#### [Record excerpts]
_ _ _ _

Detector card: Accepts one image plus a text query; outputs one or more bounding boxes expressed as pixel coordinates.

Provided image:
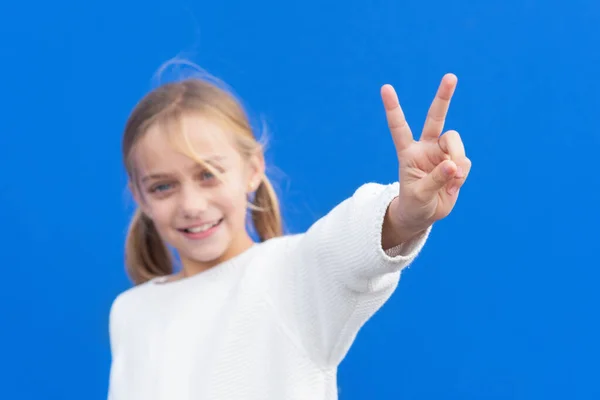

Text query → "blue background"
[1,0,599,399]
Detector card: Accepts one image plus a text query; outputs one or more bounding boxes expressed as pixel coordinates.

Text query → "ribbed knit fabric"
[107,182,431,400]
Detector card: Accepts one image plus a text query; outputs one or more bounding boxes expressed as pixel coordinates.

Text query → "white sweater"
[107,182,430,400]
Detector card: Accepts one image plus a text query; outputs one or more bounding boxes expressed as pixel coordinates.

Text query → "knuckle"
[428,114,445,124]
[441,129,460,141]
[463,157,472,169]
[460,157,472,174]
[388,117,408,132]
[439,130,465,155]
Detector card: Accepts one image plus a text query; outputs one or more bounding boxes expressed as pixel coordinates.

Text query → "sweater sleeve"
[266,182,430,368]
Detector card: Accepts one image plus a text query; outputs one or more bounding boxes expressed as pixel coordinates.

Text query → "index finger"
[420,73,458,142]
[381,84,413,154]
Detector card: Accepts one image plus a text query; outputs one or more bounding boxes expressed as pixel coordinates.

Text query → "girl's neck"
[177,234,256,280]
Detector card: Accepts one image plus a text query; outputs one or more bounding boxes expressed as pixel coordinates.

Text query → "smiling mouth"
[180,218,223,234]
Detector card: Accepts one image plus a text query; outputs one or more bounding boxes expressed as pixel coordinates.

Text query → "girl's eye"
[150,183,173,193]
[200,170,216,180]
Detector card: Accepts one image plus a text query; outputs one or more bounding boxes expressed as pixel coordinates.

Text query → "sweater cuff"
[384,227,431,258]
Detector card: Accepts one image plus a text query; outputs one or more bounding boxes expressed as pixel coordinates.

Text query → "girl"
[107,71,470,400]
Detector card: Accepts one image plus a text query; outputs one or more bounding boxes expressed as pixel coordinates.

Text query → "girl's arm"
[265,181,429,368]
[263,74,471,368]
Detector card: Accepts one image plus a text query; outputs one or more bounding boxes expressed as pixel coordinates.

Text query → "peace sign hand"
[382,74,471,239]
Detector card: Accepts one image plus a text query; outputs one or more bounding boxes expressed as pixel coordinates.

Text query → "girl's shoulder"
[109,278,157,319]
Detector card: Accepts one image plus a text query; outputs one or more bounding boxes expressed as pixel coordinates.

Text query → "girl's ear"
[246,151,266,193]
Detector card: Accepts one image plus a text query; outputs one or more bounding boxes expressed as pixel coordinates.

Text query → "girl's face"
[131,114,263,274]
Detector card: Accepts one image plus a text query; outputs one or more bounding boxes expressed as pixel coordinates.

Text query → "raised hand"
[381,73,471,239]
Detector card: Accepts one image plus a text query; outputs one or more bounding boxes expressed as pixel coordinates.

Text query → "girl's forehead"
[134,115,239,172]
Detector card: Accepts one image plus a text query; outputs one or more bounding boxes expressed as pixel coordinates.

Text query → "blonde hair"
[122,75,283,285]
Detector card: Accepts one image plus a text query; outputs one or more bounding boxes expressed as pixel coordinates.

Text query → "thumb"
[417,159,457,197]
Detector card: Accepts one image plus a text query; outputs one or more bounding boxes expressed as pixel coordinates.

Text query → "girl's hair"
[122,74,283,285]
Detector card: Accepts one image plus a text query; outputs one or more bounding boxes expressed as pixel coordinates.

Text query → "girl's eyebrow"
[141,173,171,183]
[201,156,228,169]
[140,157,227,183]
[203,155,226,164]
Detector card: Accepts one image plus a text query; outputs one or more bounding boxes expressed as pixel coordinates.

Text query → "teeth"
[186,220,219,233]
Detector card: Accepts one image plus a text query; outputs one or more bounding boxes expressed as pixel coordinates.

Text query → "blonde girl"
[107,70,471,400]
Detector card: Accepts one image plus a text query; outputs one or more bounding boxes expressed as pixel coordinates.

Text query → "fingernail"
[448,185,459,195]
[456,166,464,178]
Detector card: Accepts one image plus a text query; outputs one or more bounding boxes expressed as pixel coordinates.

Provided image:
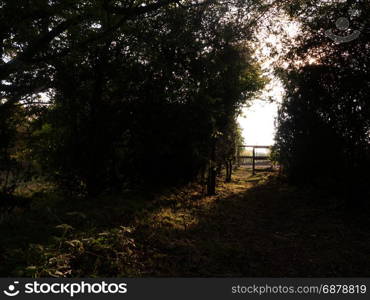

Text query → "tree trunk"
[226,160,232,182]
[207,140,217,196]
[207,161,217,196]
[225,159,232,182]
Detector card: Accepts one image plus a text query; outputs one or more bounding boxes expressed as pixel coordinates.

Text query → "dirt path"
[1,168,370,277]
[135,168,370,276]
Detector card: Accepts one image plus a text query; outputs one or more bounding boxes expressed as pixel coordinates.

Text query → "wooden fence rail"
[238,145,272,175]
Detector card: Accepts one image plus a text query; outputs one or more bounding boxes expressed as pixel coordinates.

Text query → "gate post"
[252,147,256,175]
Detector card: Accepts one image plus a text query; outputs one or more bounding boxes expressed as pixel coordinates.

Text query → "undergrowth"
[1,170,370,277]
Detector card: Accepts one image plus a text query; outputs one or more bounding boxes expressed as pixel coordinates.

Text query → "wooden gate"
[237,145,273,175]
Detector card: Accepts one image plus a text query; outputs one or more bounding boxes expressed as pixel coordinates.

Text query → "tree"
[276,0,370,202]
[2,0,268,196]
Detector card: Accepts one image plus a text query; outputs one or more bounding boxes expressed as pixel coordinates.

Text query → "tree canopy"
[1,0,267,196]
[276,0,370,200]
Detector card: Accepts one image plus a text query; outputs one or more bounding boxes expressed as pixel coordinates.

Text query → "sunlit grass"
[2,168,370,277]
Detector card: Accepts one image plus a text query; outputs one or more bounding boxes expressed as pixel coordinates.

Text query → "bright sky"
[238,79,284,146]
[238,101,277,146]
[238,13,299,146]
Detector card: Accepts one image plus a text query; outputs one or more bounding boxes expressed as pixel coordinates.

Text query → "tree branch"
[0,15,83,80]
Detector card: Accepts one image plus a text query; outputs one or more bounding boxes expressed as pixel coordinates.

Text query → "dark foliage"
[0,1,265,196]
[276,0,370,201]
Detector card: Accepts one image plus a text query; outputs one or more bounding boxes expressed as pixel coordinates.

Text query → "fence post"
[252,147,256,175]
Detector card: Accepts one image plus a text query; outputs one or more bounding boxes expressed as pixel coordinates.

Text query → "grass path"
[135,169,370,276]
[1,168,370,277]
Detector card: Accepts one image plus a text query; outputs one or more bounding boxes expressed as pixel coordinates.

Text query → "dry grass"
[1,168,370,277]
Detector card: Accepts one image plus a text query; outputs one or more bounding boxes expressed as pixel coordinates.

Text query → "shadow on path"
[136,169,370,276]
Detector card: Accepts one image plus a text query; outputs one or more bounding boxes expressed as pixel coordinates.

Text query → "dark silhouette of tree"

_ _ _ _

#### [What needs to be done]
Would you return the material exactly, images excluded?

#### [Reply]
Detector card: Accepts one image plus a text query; outputs one or more bounding boxes expressed as pixel coordinates.

Provided image:

Text query → "blue background"
[1,0,599,399]
Detector card: Accepts one image plus a text query; outputs one or more bounding boxes expressed as pixel coordinates.

Text query → "ribbed knit fabric"
[107,182,431,400]
Detector card: Accepts one image plus a text query; outputs one or more bounding boxes expressed as pixel coordinates.

Text query → "white sweater"
[107,182,430,400]
Detector card: Accepts one image plus a text query; outputs one or more bounding boxes expressed as pixel coordinates.

Text query → "knuckle"
[428,114,445,124]
[441,129,460,141]
[463,157,472,169]
[460,157,472,174]
[388,117,408,132]
[439,130,465,155]
Detector card: Accepts one image plus a text query; outputs one or more bounding boxes expressed as pixel coordinates.

Text query → "sweater sleeve"
[266,182,430,368]
Detector card: Accepts one image plus a text query; outputs one or more bounding boxes expressed as pixel coordinates.

Text query → "index finger"
[420,73,458,142]
[381,84,413,154]
Detector card: Accepts one image plus a text query; outputs one or more bounding boxes expressed as pixel coordinates.

Text query → "girl's neck"
[177,234,256,280]
Detector card: Accepts one image plus a text query; outputs one or more bounding boxes expressed as pixel coordinates.

Text query → "smiling mouth"
[180,218,223,234]
Detector card: Accepts one image plus a text query; outputs one or more bounding boxes expressed as pixel coordinates.

Text query → "girl's eye"
[150,183,173,193]
[200,170,216,180]
Detector card: Accepts one image plus a text query; outputs one or more bounding boxes expressed as pixel coordinates.

Text query → "sweater cuff"
[384,227,431,258]
Detector card: Accepts one image plus a text query; outputs one or more bounding boxes expressed as pixel coordinates.

Text query → "girl"
[107,71,470,400]
Detector card: Accepts one image plus a text query; outputs one or more bounding boxes expressed as pixel coordinates.

Text query → "girl's arm"
[265,181,429,368]
[263,74,471,368]
Detector card: Accepts one image plus a text query; outputs one or more bounding boxes expressed as pixel coordinates.

Text query → "peace sign hand"
[382,74,471,239]
Detector card: Accepts one image plus a text query; outputs one or more bounding boxes expressed as pixel coordinates.

Text query → "girl's shoulder"
[109,278,157,319]
Detector card: Accepts one image plus a text query; outputs one or more bounding boxes expressed as pixel coordinates.

Text query → "girl's ear"
[246,151,266,193]
Detector card: Accepts one image plus a text query; outputs one or more bounding boxes expressed as pixel coordinates.

Text query → "girl's face"
[131,114,263,274]
Detector card: Accepts one image plus a text query; outputs one or more bounding boxes expressed as pixel coordinates.

Text query → "raised hand"
[381,73,471,239]
Detector card: Accepts one image plus a text query; outputs one or more bounding boxes expressed as pixel coordinates.

Text query → "girl's forehead"
[134,115,239,172]
Detector card: Accepts one image plus a text query; outputs one or more bounding boxes expressed as pixel coordinates.

Text query → "blonde hair"
[122,75,283,285]
Detector card: Accepts one image plus a text query; outputs one or more bounding boxes expressed as pixel coordinates.

Text query → "thumb"
[417,159,457,197]
Detector card: Accepts one image plus a text query; outputs one or more bounding boxes expressed as pixel coordinates.

Text query → "girl's hair"
[122,74,283,285]
Detector card: Accepts one image plus a text query; outputs one or more bounding boxes expressed as pixel coordinates.

Text query → "girl's eyebrow"
[141,173,171,183]
[201,156,228,169]
[140,157,227,183]
[203,155,226,164]
Detector card: Accepts one image plus a text query; outputs one or more bounding boxes expressed as pixel coordinates.

Text query → "teeth"
[186,220,219,233]
Detector card: Accepts one image plus a text query; outputs one or more bounding boxes expressed as pixel coordinates.

Text query → "blonde girl"
[107,70,471,400]
Detector card: Accepts one image plus a text query; outputs one or more bounding boxes expressed as pixel coordinates.

Text query → "fingernail"
[448,185,459,195]
[456,166,464,178]
Detector card: Accepts one image plus a text query; outputs one or more bounding boxes expressed as pixel coordinates.

Provided image:

Text query → "tree trunk"
[226,160,232,182]
[207,140,217,196]
[207,161,217,196]
[225,159,232,182]
Detector card: Accepts one image plus a text query; outputs one or more bounding boxes expressed as pixel coordinates.

Text query → "dirt path"
[1,168,370,277]
[135,168,370,276]
Detector card: Accepts one image plus a text query; outputs one or more bounding boxes expressed as pixel coordinates.

Text query → "wooden fence rail"
[238,145,272,175]
Detector card: Accepts one image plus a text query; outputs one or more bounding boxes expressed as pixel coordinates.

Text query → "gate post"
[252,147,256,175]
Detector card: Accepts one image plus a text query; outputs one or more bounding boxes expressed as pixel coordinates.

Text query → "undergrowth"
[1,170,370,277]
Detector card: Accepts one image plus a text query; outputs one or more bounding boxes expressed as pixel coordinates.

Text query → "wooden gate"
[237,145,273,175]
Detector card: Accepts one image plus a text query; outputs one or more bounding boxes expressed as pixel coordinates.

Text query → "tree"
[276,0,370,202]
[2,0,268,196]
Detector card: Accepts one image plus a text query; outputs one or more bounding boxes expressed as pixel coordinates.

Text query → "tree canopy"
[1,0,267,196]
[276,0,370,200]
Detector card: Accepts one image plus a text query; outputs one or more bounding boxes expressed as pixel coordinates.

Text query → "sunlit grass"
[2,168,370,277]
Detector card: Accepts one image plus a text query; outputs one or more bounding boxes expressed as pixel coordinates.

Text query → "bright sky"
[238,79,284,146]
[238,101,277,146]
[238,13,299,146]
Detector card: Accepts one image plus a text query; outputs one or more bounding boxes expressed as pixel coordinates.

Text query → "tree branch"
[0,15,83,80]
Detector card: Accepts one image plus a text query; outputs one or more bounding boxes expressed as pixel coordinates.

Text query → "dark foliage"
[0,1,265,196]
[276,0,370,201]
Detector card: Accepts one image plus a text query; outputs one or more bounding boxes expressed as pixel coordinates.

Text query → "fence post"
[252,147,256,175]
Detector card: Accepts one image plus a text query; outputs one or more bounding boxes expressed as pixel coordinates.

Text query → "grass path"
[135,169,370,276]
[1,168,370,277]
Detector card: Accepts one image plus a text query; outputs one or more bounding boxes expressed as pixel coordinates.

Text query → "dry grass"
[1,168,370,277]
Detector card: Accepts one image plus a text query; outputs one or more bounding boxes expressed as pixel coordinates.

Text query → "shadow on path"
[136,169,370,276]
Detector card: Accepts one image plus a text query; outputs one or more bounding boxes expressed as pixel coordinates.

Text query → "dark silhouette of tree"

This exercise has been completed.